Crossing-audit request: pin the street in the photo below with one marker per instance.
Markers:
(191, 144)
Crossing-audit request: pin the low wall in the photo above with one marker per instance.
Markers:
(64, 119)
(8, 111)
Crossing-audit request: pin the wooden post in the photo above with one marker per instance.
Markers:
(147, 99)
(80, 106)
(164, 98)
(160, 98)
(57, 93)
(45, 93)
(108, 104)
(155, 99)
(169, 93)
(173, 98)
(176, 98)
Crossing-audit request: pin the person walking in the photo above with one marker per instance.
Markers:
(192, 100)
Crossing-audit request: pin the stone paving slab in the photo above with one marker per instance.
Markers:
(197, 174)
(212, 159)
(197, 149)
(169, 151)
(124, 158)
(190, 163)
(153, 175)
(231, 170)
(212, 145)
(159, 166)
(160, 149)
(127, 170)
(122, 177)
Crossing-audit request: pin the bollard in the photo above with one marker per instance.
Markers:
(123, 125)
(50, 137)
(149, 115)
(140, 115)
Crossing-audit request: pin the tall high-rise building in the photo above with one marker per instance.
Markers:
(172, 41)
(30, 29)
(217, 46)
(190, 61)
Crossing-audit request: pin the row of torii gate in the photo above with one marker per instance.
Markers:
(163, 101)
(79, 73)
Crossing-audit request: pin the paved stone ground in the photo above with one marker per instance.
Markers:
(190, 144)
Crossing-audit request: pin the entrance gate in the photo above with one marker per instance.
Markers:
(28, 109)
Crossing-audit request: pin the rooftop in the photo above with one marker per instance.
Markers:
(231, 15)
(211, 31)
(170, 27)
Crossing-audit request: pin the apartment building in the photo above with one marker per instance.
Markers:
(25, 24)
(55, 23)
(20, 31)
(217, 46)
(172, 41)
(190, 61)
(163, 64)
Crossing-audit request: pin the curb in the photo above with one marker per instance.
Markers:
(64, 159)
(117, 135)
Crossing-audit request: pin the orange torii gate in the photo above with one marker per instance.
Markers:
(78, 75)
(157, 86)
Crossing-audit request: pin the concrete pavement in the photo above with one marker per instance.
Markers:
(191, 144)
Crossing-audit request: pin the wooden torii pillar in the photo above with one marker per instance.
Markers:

*Your objective*
Can you give all the records above again, substituting "occurrence" for "instance" and changing nothing else?

*Answer in full*
Crossing-audit request: pin the street in the photo below with one marker per occurrence.
Markers:
(191, 144)
Crossing-audit request: pin the low wall in the photo above with one marker per occurrence.
Markers:
(64, 119)
(8, 111)
Crossing-audit request: pin the wooden post in the photo above with one marker per occurrence.
Markers:
(147, 99)
(80, 106)
(164, 98)
(160, 98)
(57, 93)
(45, 93)
(108, 104)
(155, 99)
(169, 93)
(173, 98)
(176, 98)
Crossing-audit request: pin the person walking in the photo above with one marker per occurrence.
Markers:
(192, 100)
Crossing-audit request: pin the stone paving slab in the photo above with one marker per occurrence.
Markers:
(197, 174)
(212, 159)
(197, 149)
(169, 151)
(124, 158)
(190, 163)
(153, 175)
(231, 170)
(212, 145)
(159, 166)
(160, 149)
(127, 170)
(122, 177)
Crossing-audit request: pin the bollard in the photo above with one marker per occurrence.
Markers:
(123, 125)
(50, 137)
(149, 115)
(140, 115)
Crossing-audit request: pin the tall high-rise building in the photo above with one marker per occurrence.
Markers:
(172, 41)
(30, 29)
(217, 46)
(190, 61)
Crossing-audit request: pin the row of torii gate in the photo above with one marker per occurrence.
Markers:
(163, 101)
(79, 73)
Crossing-audit request: pin the paved stone ground in the photo above with one marker per occurrence.
Markers:
(190, 144)
Crossing-audit request: pin the entrance gate in the photo above with one marker per occurrence.
Markers:
(28, 109)
Crossing-audit request: pin the rooftop in the photo above with one marker per occurrence.
Markers:
(231, 15)
(211, 31)
(170, 27)
Crossing-audit request: pin the apartment building in the photo above with one marker per occurrence.
Markers:
(25, 24)
(55, 23)
(20, 31)
(217, 46)
(172, 41)
(190, 61)
(163, 64)
Crossing-audit request: pin the curb in the photo above with one marker per occurrence.
Markers:
(64, 159)
(117, 135)
Crossing-audit request: pin the orange torii gate in the photo above with one marker per occurrence.
Markers:
(78, 75)
(157, 86)
Crossing-audit request: pin the concrete pavement in the photo above with one marker per occurrence.
Markers:
(191, 144)
Crossing-audit request: pin the wooden torii pillar in the photo above with one marker per occurrence.
Markers:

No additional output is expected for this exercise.